→ What the exercise asks
Reproduce every one of the entries below word for word, leaving out the pictures.
########################################
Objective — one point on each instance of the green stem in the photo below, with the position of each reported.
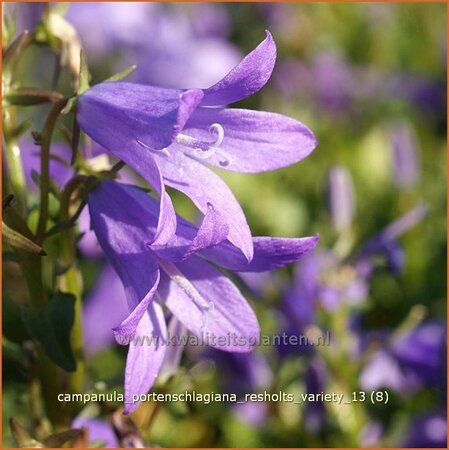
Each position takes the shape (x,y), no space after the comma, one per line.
(13,160)
(71,281)
(45,167)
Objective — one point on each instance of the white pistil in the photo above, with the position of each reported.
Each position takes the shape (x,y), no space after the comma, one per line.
(205,307)
(206,149)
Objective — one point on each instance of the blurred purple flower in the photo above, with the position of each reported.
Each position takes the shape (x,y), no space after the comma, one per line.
(408,360)
(142,126)
(341,89)
(100,432)
(405,155)
(427,431)
(242,374)
(200,296)
(168,43)
(385,243)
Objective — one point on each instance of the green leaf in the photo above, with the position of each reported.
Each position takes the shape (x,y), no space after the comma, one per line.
(59,439)
(123,74)
(83,75)
(19,241)
(50,325)
(28,96)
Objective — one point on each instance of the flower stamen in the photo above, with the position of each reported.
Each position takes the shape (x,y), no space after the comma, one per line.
(206,149)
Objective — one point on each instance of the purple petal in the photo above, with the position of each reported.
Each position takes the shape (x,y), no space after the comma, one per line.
(123,221)
(115,114)
(98,431)
(246,78)
(212,231)
(209,305)
(88,243)
(254,141)
(142,161)
(107,295)
(205,188)
(145,356)
(269,253)
(128,326)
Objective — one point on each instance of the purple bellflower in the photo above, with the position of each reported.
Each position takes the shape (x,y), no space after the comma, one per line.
(168,135)
(99,431)
(322,280)
(96,324)
(427,431)
(177,275)
(408,360)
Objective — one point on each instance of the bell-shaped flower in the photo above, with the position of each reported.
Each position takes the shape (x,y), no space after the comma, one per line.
(182,276)
(169,136)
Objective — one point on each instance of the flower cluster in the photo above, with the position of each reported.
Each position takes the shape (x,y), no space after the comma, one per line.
(169,136)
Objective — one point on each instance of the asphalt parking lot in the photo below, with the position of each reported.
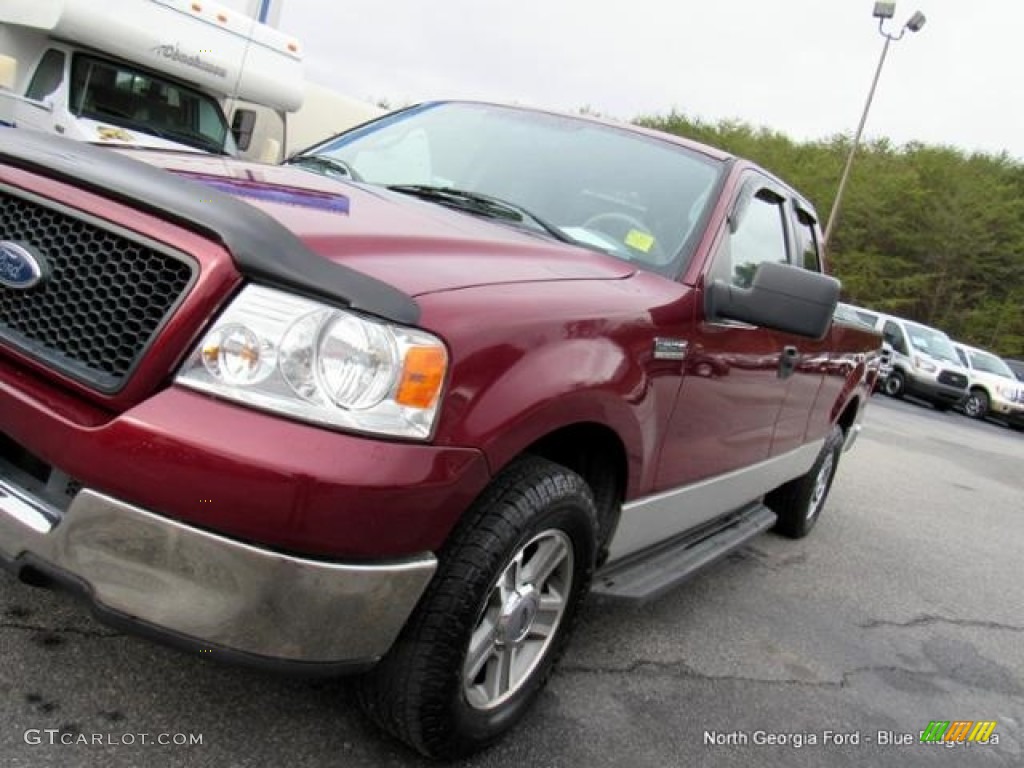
########################################
→ Exercise result
Objective — one point on each instance of the green stem in the photo below, with the position of each reported.
Each position takes the shape (x,y), no space after the comma, one per line.
(13,160)
(71,281)
(45,167)
Objective — one point on each instance of the white pistil in the photo above, with the position of each reported.
Each position takes the shape (x,y), no space after the comma, one per line.
(205,307)
(206,149)
Objective — one point on each instance of the blurred purple flower in the photo above, with the position of each reported.
Each position takes the shape (x,y), no space after the comma, one per line.
(408,360)
(142,126)
(341,89)
(100,432)
(405,155)
(427,431)
(242,374)
(200,296)
(168,43)
(385,243)
Objective — one point on each instance of the green leaf in the photo above, with the position of each reported.
Each position takes the shape (x,y), no space after the comma, one per line.
(59,439)
(123,74)
(83,75)
(19,241)
(50,325)
(28,96)
Objective — one point on each instance of the flower stamen in the photo above, with the position of each reported.
Each position takes the shape (x,y), no space after the comma, one per line.
(206,149)
Objective — one point on each instance of the purple petal in the photo above, with the position of each reported.
Each position takes the shape (x,y), no space after the comma, one per line.
(123,221)
(115,114)
(98,431)
(246,78)
(212,231)
(209,305)
(88,243)
(254,141)
(142,161)
(107,295)
(205,188)
(145,356)
(269,253)
(128,326)
Objective — one point on each instance of the purple bellflower in the photo above, with the position of each reported.
Each position takes the shape (x,y), no space after the comma, one per line.
(168,135)
(99,431)
(322,280)
(96,324)
(427,431)
(177,275)
(408,360)
Objective — one point on each instance of the bell-shaped flower in the photo above, with the position of each reported.
Each position takes the shape (x,y), no space after the comma, one per line.
(182,276)
(169,136)
Objective — one point on each instance of the flower cluster in the photo above, with the position of each reported.
Each position takes the shape (x,y), no space after the comma, one per line.
(169,136)
Objective — one point on each instance of the asphalt parking lot in the photo below, with the position of each reported.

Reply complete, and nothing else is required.